* _EXERCISE INSTRUCTIONS_
Reproduce the records without alteration, from the line containing "return mask of <item>house siding</item>" to the line containing "89), (24, 90)]", including both of those lines and nothing else.

* _THE INPUT_
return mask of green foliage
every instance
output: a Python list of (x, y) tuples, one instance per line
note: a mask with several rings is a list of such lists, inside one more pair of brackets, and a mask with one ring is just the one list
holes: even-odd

* * *

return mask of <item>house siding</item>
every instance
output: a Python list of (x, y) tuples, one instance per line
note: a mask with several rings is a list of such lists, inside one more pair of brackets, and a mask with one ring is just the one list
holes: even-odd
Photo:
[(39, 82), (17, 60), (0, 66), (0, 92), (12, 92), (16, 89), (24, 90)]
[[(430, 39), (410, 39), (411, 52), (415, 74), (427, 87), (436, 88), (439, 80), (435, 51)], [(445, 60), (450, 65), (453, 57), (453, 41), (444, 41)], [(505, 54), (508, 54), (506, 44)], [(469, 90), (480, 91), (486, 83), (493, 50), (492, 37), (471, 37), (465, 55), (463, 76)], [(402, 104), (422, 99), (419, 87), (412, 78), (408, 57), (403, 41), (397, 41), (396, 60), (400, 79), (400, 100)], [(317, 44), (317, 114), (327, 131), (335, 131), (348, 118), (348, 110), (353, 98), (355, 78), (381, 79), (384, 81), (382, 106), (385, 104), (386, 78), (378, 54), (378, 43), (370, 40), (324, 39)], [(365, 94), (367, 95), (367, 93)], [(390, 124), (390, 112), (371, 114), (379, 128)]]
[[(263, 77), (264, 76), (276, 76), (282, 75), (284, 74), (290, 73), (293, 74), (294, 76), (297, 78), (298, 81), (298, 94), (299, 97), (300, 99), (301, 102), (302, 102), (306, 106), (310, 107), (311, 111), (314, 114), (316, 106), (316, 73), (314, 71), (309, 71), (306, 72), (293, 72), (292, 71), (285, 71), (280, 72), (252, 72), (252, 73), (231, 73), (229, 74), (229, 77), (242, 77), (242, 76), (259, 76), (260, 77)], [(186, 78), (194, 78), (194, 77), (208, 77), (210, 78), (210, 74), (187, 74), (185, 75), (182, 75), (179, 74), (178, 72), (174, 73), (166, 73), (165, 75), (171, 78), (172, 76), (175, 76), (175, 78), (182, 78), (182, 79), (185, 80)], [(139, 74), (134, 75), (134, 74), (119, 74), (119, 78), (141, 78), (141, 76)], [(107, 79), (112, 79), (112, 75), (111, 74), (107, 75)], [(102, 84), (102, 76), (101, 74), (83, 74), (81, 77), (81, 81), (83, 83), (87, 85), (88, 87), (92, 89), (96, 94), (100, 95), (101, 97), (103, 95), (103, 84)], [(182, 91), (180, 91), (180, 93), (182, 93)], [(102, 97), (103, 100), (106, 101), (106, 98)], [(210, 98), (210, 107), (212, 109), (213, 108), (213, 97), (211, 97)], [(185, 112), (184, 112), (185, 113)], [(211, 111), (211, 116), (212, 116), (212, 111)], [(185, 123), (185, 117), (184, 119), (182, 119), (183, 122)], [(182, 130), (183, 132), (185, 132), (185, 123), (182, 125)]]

* _EXERCISE ANSWER_
return mask of <item>house siding</item>
every instance
output: a Python list of (x, y) tuples, one instance per line
note: a mask with several rings is a list of such lists, inside one more pair of brackets, and a mask with one ring is just the one list
holes: even-odd
Photo:
[(39, 82), (17, 60), (0, 66), (0, 92), (12, 92), (16, 89), (24, 90)]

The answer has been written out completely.